Point labeling examples:
————

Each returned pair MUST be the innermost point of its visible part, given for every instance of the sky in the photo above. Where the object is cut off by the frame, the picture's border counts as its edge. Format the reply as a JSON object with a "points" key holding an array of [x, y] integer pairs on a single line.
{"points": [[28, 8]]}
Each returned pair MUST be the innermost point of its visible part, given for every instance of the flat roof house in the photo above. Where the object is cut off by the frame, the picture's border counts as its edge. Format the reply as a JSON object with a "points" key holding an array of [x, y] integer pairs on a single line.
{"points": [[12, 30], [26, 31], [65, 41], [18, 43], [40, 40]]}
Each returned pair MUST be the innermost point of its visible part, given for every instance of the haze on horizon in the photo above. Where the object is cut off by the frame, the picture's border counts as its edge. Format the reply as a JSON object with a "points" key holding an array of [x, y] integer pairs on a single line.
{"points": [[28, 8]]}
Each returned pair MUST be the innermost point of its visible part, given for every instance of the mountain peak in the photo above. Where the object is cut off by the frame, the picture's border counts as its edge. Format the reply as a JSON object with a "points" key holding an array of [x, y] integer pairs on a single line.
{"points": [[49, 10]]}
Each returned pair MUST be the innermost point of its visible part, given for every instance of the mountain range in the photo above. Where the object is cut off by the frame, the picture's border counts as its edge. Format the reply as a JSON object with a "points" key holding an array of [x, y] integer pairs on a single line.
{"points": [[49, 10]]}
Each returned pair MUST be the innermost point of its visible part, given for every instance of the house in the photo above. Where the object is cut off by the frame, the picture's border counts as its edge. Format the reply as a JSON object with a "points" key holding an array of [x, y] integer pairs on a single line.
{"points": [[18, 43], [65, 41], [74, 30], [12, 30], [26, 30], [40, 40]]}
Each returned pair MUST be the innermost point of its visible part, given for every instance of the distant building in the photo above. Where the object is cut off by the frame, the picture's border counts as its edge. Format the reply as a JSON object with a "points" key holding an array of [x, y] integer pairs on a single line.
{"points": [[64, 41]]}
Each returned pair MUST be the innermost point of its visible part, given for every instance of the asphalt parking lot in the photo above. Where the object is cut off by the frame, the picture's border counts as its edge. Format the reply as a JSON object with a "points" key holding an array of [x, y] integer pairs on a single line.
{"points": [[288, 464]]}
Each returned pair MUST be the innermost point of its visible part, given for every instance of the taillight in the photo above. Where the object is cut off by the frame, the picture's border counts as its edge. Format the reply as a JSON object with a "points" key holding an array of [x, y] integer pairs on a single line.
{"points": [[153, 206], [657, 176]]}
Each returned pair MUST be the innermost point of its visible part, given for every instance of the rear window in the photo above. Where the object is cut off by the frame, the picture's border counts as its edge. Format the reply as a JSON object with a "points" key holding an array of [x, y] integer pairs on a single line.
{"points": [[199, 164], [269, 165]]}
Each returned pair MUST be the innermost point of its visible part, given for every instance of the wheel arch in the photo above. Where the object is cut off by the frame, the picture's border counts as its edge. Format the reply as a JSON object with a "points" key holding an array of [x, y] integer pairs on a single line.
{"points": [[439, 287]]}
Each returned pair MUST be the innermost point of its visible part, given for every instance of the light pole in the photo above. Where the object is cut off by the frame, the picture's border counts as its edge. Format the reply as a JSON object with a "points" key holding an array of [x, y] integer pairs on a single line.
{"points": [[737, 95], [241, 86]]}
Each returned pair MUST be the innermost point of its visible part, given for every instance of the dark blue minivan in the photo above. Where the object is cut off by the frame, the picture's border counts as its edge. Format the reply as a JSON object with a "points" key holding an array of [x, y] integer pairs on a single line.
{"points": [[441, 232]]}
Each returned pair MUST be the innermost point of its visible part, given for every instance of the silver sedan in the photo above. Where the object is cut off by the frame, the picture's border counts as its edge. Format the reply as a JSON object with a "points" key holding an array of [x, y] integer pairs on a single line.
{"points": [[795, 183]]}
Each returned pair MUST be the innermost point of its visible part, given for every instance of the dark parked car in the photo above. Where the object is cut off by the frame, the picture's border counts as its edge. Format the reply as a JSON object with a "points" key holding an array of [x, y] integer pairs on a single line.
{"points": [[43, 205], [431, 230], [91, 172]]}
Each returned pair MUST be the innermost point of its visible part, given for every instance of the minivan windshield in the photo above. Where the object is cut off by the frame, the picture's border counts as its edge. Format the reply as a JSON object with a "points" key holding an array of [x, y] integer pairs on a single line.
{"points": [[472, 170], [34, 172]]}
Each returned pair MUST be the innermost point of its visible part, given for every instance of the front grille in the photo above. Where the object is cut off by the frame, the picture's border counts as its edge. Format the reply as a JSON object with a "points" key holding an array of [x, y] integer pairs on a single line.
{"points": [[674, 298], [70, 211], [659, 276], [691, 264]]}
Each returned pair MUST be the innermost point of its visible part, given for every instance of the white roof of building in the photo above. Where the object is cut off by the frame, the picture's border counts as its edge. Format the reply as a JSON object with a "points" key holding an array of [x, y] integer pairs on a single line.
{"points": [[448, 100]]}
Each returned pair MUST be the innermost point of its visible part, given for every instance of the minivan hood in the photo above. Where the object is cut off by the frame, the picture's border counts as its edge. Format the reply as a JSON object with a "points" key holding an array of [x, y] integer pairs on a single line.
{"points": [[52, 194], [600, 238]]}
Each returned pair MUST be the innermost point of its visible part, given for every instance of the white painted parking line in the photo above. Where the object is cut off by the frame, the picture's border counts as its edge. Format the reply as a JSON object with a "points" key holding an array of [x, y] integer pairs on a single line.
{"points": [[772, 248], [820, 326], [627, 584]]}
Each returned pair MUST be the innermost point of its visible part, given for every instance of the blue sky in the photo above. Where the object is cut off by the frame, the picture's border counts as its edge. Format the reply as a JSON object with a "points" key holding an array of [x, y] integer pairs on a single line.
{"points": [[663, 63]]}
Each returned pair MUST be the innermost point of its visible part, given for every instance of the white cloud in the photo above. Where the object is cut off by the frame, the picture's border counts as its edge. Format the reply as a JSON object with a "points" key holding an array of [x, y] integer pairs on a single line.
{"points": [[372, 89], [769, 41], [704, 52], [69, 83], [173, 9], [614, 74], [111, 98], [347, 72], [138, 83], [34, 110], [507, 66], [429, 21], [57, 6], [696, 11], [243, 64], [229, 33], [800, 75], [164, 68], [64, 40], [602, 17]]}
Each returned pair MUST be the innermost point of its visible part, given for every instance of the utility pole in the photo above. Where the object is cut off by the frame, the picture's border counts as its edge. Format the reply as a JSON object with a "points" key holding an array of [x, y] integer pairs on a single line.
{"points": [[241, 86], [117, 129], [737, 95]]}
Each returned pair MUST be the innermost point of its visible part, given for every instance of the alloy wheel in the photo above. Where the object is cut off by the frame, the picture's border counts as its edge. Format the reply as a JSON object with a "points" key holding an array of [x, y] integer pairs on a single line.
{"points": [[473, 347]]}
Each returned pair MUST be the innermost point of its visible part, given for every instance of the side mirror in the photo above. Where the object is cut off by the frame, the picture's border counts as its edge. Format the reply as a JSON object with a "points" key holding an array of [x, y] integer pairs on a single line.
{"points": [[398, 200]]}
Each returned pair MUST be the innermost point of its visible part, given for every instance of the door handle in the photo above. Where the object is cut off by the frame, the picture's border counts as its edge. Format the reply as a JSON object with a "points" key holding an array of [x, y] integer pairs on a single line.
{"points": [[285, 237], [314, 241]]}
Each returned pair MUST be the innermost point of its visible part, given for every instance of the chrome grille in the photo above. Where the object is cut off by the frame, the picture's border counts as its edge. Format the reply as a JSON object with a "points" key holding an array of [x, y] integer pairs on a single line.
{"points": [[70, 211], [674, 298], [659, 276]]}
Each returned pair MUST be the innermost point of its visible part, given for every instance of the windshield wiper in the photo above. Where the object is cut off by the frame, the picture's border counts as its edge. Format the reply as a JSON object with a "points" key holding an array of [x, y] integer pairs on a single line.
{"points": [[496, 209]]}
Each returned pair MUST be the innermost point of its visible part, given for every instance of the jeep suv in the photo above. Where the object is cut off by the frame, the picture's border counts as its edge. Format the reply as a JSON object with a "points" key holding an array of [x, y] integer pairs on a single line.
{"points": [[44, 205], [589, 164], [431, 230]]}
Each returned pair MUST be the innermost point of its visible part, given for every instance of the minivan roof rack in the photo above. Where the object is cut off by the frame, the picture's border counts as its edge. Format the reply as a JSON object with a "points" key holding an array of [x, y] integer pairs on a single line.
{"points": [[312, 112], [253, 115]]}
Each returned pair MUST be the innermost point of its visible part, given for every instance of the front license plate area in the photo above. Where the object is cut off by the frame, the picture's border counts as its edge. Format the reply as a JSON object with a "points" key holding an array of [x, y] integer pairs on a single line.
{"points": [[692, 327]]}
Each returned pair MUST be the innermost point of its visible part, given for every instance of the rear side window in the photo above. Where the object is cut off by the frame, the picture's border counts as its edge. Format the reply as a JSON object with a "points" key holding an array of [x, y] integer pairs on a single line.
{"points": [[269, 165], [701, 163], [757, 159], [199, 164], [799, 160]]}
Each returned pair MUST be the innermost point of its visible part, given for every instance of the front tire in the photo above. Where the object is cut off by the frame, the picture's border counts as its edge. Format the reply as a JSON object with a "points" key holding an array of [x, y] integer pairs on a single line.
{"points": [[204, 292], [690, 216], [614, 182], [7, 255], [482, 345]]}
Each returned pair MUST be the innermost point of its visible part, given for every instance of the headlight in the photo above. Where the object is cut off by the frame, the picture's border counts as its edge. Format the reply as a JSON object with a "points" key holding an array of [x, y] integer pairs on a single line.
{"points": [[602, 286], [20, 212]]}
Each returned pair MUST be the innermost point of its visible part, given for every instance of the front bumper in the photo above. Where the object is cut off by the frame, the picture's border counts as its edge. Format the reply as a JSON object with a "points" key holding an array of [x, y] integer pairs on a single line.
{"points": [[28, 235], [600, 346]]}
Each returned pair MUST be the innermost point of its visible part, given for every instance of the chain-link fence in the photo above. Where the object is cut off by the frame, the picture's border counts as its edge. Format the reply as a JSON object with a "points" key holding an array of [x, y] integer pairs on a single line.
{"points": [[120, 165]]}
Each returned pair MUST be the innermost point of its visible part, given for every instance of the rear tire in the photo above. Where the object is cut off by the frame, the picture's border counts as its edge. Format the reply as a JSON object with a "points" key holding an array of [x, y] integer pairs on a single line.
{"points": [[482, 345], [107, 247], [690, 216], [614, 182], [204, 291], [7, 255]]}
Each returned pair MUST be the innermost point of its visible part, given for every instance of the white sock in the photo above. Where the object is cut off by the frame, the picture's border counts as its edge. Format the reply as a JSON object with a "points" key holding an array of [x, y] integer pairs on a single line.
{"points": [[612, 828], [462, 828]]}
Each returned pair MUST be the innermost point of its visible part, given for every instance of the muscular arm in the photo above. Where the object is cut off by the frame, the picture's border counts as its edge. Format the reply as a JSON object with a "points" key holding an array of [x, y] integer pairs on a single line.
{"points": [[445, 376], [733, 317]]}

————

To do → Take the lines from the one containing "the rear tire" to the last line of the material above and write them out exactly.

Answer for this exercise →
Each returned pair MUST be the innermost point of its visible part, given for every instance of the rear tire in the photo above. Where the object is cut off by the frame, the picture's border counts as its edge. Format the reply as a JSON object with a "points" key holding an array of [x, y] integer pairs on a single line.
{"points": [[482, 345], [107, 247], [690, 216], [614, 182], [204, 291], [7, 255]]}
Each returned pair MUST be the innermost point of its visible part, given for every instance of the white sock in the photo above. Where the object is cut off by the frame, the picture's border counts as its edge. Format the reply as a JSON object with a "points" key holding an array of [x, y] integer pairs on a single line.
{"points": [[612, 828], [462, 828]]}
Each returned pair MUST be the innermost point of its visible part, given for every instance of the muscular arm in the photo above. Where the object is cut off by the frame, the picture's border counts as its edge. Format the reply as a JSON object with a "points" key holding an array of [x, y] integer pairs on a single line.
{"points": [[445, 376], [733, 317]]}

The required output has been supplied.